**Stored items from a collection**
---

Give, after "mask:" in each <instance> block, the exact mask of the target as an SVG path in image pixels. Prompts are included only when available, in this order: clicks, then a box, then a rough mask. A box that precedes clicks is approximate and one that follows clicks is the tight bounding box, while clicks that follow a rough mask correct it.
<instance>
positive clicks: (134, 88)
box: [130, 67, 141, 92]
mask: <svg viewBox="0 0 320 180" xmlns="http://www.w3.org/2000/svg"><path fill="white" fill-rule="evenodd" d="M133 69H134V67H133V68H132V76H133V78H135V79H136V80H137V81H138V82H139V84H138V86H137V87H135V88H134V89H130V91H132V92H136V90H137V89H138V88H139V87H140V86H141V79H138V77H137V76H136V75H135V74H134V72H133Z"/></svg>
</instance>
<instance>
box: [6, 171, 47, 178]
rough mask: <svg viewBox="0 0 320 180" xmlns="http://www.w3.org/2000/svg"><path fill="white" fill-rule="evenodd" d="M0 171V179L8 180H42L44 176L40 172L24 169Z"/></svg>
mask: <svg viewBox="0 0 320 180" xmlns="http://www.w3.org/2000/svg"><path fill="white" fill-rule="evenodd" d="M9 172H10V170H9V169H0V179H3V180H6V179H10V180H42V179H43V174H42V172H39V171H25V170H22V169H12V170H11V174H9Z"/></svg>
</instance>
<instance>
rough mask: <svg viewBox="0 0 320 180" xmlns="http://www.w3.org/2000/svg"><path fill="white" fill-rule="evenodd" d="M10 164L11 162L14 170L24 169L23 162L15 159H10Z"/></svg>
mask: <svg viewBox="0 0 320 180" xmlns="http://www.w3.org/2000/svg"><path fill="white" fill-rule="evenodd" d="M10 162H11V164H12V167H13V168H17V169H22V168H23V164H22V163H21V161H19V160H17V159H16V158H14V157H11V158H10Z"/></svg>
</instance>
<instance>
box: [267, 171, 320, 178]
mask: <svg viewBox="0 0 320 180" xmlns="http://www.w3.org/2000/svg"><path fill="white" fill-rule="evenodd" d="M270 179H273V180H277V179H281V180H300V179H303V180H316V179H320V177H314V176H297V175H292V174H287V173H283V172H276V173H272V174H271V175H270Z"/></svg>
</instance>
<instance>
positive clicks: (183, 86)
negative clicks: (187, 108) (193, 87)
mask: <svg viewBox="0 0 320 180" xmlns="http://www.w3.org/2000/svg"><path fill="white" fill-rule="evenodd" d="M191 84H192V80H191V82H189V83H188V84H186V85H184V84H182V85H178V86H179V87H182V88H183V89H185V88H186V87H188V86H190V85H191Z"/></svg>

---

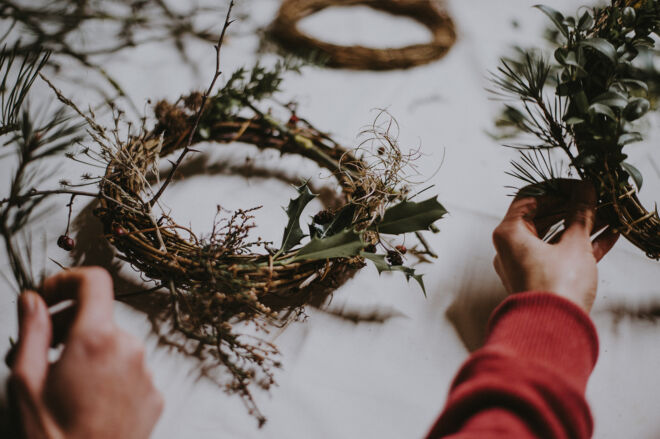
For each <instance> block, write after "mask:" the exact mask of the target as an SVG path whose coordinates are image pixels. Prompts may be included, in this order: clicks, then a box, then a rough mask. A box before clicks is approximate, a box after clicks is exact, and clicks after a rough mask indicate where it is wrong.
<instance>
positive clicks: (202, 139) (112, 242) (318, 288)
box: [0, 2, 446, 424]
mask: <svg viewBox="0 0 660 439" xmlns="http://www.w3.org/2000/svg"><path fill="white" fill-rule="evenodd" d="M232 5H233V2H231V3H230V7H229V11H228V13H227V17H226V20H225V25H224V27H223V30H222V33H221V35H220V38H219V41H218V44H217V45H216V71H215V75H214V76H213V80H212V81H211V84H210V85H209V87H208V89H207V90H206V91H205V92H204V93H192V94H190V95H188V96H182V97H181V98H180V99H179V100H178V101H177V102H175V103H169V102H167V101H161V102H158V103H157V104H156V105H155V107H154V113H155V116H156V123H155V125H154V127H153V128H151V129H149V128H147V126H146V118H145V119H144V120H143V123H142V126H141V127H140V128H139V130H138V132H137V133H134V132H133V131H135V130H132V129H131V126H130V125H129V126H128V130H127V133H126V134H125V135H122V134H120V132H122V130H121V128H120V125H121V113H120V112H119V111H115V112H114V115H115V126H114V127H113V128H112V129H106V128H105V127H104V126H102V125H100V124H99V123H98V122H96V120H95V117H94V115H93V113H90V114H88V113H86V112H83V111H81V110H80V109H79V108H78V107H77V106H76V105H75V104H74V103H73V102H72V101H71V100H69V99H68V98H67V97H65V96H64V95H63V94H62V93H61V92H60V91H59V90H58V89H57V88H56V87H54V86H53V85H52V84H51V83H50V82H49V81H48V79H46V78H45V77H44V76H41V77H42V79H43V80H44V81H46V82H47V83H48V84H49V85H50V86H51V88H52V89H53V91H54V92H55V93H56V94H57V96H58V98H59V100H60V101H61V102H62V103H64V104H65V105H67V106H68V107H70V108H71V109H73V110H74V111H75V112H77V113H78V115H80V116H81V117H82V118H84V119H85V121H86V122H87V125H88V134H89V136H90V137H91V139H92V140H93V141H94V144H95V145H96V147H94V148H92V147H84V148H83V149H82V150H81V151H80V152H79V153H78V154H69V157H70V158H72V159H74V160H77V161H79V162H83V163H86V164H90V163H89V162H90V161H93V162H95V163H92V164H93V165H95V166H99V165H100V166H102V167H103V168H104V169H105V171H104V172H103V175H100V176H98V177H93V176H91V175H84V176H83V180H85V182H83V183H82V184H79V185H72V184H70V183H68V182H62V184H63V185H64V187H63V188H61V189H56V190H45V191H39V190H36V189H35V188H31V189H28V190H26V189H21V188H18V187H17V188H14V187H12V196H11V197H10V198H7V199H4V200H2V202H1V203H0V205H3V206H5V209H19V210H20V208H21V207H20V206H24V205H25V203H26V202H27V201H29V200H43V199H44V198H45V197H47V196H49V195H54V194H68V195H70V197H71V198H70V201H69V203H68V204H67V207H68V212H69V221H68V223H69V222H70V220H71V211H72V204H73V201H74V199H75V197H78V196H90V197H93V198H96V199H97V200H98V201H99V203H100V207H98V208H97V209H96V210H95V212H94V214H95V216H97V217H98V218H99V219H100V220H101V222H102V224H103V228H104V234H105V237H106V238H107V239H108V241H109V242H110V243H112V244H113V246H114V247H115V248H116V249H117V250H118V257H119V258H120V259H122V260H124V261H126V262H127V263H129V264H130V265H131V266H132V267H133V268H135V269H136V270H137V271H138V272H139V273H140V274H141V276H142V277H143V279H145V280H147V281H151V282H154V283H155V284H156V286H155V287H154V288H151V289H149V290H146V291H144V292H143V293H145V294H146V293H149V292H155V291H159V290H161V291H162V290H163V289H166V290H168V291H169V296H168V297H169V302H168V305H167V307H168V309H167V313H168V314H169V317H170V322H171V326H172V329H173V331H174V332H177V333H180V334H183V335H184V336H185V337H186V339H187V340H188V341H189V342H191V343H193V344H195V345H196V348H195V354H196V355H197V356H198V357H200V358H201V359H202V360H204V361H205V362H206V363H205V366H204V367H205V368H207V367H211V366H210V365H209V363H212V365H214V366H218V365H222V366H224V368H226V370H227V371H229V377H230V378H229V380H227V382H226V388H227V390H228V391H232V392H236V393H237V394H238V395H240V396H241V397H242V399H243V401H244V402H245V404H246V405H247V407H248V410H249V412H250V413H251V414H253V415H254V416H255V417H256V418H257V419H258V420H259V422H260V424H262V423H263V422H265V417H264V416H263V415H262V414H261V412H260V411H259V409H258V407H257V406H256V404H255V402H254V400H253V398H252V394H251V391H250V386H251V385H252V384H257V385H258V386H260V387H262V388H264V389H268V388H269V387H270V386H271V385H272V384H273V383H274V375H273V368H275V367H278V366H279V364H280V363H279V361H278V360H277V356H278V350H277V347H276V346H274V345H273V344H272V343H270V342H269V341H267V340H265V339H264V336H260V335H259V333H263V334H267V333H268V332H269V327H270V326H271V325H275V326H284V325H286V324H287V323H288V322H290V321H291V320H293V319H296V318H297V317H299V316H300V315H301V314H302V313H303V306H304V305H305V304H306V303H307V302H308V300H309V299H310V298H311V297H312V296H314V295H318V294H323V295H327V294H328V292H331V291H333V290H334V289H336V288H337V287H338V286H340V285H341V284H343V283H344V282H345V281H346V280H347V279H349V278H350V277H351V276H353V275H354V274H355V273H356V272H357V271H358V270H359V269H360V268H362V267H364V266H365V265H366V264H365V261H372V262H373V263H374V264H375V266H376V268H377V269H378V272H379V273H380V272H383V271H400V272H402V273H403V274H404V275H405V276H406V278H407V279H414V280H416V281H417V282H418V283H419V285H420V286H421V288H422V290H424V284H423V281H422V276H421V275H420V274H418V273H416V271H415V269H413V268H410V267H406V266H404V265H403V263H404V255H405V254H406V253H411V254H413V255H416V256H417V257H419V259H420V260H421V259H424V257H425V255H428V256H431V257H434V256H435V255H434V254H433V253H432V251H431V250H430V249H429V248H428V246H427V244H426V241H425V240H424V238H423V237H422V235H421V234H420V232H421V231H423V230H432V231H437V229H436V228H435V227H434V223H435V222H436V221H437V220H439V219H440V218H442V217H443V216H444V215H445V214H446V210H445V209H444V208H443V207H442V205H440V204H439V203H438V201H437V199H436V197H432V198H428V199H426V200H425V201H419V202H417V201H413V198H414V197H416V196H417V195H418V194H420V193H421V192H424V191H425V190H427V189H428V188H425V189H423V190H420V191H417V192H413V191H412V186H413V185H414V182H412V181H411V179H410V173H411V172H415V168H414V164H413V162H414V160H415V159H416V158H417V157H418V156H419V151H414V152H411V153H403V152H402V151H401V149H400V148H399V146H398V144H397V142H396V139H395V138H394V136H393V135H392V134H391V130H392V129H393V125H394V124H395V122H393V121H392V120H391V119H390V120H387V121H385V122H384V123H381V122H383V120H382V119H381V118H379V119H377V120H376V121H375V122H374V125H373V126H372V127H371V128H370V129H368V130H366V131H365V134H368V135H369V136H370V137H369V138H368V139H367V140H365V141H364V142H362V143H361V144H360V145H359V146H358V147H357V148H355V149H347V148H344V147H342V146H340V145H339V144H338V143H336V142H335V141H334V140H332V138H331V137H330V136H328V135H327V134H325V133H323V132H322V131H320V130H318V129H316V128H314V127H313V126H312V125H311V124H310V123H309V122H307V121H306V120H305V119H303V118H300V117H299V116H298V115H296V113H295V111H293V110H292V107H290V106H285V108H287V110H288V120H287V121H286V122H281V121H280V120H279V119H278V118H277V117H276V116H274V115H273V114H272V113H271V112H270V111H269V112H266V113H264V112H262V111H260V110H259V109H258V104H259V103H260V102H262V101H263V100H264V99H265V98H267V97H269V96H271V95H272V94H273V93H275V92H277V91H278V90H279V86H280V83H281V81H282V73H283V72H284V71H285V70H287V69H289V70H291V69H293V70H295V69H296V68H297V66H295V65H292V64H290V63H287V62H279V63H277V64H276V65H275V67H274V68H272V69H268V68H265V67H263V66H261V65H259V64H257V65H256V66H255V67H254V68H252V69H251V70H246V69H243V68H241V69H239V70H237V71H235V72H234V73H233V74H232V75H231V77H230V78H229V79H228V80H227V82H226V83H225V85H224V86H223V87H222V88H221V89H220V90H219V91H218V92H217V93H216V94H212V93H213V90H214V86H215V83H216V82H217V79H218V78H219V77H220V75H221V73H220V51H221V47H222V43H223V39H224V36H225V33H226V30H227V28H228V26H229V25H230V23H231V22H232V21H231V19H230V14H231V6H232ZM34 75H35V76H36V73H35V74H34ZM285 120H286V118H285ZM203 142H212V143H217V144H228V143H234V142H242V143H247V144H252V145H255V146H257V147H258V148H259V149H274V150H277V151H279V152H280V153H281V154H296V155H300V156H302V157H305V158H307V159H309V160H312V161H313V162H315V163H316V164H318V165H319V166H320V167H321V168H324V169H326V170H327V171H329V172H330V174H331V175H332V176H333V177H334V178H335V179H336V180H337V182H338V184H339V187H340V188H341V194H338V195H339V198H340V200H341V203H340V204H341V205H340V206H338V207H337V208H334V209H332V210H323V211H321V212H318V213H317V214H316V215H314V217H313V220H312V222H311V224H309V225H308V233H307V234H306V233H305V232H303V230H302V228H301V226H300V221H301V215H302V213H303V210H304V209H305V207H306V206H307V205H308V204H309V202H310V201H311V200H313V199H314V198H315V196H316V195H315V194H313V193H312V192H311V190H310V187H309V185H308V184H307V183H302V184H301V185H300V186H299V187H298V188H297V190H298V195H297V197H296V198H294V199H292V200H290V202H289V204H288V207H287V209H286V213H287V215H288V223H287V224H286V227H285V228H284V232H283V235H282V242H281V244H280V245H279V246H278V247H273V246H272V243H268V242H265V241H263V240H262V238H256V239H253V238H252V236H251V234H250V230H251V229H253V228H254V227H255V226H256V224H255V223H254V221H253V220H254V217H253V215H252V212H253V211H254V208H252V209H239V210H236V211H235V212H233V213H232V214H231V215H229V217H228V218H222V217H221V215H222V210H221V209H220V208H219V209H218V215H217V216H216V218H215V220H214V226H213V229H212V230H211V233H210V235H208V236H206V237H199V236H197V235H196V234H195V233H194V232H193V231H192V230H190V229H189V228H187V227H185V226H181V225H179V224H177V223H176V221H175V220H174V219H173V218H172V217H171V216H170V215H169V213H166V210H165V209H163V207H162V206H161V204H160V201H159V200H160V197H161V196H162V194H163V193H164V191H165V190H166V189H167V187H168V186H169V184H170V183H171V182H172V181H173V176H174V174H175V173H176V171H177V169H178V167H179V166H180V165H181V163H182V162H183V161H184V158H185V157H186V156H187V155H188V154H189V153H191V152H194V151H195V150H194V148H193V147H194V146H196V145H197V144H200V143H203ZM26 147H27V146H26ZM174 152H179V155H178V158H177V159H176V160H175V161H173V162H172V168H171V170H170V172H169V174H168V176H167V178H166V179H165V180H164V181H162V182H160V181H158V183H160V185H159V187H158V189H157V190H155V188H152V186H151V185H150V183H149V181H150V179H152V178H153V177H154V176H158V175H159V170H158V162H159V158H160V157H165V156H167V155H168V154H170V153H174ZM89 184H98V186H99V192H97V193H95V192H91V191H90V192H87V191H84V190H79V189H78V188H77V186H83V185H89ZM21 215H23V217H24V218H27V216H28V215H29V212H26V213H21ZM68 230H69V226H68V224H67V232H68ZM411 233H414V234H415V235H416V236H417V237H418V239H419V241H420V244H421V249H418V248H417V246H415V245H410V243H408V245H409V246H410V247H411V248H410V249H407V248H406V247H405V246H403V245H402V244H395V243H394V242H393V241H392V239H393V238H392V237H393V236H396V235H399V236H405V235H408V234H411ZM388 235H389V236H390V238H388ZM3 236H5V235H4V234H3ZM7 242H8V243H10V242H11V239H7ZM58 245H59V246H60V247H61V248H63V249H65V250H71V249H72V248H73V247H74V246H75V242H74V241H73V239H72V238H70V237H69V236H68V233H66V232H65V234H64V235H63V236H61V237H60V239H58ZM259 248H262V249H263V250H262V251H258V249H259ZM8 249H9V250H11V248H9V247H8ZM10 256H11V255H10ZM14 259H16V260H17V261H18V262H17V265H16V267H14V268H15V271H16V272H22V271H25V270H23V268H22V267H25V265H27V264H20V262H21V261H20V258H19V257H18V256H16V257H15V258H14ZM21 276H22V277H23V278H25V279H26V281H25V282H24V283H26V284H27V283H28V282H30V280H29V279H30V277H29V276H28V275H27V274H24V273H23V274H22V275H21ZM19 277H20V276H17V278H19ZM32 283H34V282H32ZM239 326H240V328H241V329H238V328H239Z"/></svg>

---

**EXERCISE PROMPT**
Where a line of the entries contains "positive", report that line.

**REPLY**
positive clicks: (134, 88)
positive clicks: (183, 86)
positive clicks: (202, 139) (112, 242) (318, 288)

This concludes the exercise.